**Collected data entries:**
>>>>>
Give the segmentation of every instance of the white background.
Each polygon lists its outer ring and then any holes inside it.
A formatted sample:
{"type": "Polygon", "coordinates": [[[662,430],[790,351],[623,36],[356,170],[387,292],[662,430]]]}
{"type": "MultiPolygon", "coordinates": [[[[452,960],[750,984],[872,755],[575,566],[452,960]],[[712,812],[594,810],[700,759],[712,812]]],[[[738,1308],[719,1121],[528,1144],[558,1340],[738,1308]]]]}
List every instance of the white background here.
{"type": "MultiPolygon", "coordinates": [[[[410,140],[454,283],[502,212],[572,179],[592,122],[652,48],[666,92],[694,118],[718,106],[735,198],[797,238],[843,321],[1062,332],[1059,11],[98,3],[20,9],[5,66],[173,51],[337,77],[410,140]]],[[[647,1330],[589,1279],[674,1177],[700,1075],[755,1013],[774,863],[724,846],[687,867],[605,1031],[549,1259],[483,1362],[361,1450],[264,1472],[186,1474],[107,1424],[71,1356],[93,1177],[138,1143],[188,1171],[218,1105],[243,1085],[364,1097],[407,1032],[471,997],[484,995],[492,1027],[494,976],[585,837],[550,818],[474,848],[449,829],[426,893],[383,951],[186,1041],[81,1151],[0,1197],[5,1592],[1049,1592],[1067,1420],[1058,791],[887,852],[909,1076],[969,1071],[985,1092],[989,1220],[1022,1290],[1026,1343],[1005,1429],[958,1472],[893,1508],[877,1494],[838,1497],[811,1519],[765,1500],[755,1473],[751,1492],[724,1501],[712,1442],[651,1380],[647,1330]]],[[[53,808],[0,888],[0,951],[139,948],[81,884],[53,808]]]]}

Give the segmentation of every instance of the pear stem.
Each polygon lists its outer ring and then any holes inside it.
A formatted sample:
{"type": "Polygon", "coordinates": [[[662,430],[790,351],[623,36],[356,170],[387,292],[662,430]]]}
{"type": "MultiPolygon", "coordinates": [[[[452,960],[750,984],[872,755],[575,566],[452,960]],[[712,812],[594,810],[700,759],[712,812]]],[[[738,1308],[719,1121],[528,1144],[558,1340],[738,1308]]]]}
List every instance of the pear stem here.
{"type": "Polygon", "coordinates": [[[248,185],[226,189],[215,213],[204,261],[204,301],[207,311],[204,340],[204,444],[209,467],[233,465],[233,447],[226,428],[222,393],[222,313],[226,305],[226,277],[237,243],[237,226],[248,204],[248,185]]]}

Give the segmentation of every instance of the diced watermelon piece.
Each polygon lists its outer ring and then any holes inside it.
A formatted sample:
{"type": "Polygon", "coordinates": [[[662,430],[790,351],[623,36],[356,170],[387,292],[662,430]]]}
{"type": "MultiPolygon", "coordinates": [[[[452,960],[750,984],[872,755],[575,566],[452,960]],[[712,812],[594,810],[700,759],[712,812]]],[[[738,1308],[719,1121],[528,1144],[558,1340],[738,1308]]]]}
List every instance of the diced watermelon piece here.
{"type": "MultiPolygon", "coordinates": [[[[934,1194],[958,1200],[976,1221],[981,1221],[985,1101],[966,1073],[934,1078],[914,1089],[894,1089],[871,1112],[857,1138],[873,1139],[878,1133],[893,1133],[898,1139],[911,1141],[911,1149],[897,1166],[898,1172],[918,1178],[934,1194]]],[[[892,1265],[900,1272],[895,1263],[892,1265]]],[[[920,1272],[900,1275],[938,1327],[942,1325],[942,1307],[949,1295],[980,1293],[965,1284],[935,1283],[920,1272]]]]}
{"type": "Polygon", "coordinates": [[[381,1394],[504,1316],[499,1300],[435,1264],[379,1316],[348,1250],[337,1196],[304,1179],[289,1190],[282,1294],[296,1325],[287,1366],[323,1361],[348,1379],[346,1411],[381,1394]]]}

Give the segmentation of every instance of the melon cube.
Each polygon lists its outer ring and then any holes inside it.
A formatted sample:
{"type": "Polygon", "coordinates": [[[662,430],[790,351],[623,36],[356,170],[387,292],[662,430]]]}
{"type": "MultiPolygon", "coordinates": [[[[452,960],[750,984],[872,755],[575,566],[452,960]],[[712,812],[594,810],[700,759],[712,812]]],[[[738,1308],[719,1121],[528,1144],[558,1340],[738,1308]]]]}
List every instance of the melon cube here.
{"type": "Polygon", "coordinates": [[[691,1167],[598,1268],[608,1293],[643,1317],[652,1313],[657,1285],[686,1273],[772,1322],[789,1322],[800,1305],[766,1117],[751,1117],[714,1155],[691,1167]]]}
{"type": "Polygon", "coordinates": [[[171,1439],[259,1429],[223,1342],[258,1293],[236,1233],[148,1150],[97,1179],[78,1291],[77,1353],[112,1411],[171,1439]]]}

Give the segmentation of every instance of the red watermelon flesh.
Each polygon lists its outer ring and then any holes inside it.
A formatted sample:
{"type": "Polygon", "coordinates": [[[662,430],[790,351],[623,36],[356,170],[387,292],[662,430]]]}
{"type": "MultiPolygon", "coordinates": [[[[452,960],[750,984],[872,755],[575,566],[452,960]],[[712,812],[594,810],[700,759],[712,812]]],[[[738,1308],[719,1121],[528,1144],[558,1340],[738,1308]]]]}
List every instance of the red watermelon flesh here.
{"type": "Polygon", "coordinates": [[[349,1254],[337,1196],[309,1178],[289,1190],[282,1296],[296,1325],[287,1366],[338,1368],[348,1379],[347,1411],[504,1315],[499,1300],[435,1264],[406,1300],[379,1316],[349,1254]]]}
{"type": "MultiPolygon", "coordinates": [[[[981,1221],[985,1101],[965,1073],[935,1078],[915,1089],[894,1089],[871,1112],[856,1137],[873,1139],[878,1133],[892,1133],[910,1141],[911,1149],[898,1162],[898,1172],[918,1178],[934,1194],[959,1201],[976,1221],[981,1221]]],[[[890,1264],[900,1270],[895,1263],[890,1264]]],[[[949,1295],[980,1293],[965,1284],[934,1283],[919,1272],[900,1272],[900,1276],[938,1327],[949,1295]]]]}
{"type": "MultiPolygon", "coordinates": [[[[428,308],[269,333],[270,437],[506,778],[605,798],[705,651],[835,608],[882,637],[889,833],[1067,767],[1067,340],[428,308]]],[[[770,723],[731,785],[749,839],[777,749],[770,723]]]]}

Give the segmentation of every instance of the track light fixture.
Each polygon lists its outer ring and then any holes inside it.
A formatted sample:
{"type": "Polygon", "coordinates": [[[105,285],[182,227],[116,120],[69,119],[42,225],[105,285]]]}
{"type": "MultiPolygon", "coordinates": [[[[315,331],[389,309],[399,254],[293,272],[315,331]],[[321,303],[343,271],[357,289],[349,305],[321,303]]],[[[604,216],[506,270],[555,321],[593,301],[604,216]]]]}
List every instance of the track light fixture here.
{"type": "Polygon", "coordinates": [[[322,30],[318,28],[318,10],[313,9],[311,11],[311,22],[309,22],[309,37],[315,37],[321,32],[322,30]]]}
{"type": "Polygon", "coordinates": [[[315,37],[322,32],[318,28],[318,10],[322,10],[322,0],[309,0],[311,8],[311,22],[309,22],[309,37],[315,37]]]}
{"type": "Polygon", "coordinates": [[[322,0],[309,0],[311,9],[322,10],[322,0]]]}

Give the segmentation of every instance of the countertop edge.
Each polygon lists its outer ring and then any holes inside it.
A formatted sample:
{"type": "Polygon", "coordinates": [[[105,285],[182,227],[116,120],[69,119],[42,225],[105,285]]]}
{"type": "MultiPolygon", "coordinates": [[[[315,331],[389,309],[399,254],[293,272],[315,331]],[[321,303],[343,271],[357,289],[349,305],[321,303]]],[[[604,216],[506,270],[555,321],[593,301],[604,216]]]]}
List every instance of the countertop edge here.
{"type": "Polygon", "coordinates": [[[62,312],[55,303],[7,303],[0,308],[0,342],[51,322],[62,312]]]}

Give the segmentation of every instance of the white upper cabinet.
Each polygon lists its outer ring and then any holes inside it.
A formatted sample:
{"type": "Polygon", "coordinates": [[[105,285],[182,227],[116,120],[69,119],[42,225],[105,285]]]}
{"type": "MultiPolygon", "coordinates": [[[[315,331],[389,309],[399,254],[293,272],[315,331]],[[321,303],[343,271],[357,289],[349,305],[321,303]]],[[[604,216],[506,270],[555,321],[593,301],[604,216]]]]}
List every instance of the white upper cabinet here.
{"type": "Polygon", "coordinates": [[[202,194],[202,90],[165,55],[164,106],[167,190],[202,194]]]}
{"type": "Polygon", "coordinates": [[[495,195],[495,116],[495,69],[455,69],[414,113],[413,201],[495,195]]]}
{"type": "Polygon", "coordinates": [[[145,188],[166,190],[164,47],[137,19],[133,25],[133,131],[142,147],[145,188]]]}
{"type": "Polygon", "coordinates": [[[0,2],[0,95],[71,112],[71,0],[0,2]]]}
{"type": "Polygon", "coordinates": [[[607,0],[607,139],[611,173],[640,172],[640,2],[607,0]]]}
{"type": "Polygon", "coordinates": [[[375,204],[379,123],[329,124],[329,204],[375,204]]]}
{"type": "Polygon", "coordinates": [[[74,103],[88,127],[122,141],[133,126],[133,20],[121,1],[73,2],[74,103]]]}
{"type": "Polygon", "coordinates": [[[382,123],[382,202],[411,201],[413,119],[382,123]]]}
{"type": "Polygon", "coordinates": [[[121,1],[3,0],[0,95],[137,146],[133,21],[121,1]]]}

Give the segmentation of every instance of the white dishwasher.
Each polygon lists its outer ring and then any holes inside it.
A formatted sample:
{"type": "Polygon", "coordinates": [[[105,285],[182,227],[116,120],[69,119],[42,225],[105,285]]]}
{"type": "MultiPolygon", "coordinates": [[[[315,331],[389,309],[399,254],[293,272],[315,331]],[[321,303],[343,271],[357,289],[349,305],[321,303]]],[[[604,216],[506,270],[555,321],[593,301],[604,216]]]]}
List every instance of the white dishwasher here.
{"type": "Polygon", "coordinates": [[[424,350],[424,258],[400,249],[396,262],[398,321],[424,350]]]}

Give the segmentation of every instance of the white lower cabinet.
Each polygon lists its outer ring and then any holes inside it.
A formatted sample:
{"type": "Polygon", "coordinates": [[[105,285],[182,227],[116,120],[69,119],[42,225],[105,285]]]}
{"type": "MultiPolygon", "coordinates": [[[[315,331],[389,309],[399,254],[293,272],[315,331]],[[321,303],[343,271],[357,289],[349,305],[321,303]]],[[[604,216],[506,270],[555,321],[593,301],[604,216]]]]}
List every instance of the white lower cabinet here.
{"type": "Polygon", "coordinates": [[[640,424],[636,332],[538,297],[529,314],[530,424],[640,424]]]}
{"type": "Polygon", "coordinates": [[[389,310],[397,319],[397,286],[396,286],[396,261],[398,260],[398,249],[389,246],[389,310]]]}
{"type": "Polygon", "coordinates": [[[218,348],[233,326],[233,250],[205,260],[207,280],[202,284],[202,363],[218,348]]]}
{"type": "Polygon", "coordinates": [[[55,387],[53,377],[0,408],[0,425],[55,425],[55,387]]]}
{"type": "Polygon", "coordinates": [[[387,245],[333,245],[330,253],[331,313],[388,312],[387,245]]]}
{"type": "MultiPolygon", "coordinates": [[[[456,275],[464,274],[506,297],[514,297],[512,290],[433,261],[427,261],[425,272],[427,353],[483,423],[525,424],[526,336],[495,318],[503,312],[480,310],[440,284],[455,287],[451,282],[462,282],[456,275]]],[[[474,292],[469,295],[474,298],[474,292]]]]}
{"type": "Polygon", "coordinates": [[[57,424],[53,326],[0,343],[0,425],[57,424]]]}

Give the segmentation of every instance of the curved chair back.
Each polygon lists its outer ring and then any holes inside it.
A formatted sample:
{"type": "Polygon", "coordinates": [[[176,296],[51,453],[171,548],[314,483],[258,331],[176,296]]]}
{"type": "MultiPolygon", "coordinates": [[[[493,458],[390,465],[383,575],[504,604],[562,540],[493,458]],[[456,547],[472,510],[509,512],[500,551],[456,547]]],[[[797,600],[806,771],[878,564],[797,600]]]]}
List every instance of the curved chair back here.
<<<<<
**Activity:** Only lines holding the word "Give" belong in the answer; copy all of them from the records.

**Exercise solution:**
Give the segmentation of every instance of the white background.
Give the segmentation of every instance of the pear stem.
Give the segmentation of every instance of the diced watermelon piece.
Give the segmentation of every instance of the melon cube.
Give the segmentation of every instance of the red watermelon flesh.
Give the segmentation of every instance of the track light fixture.
Give the segmentation of every instance of the countertop edge.
Give the segmentation of every instance of the white upper cabinet.
Give the segmentation of every instance of the white dishwasher.
Give the segmentation of every instance of the white lower cabinet.
Give the segmentation of every instance of the curved chair back.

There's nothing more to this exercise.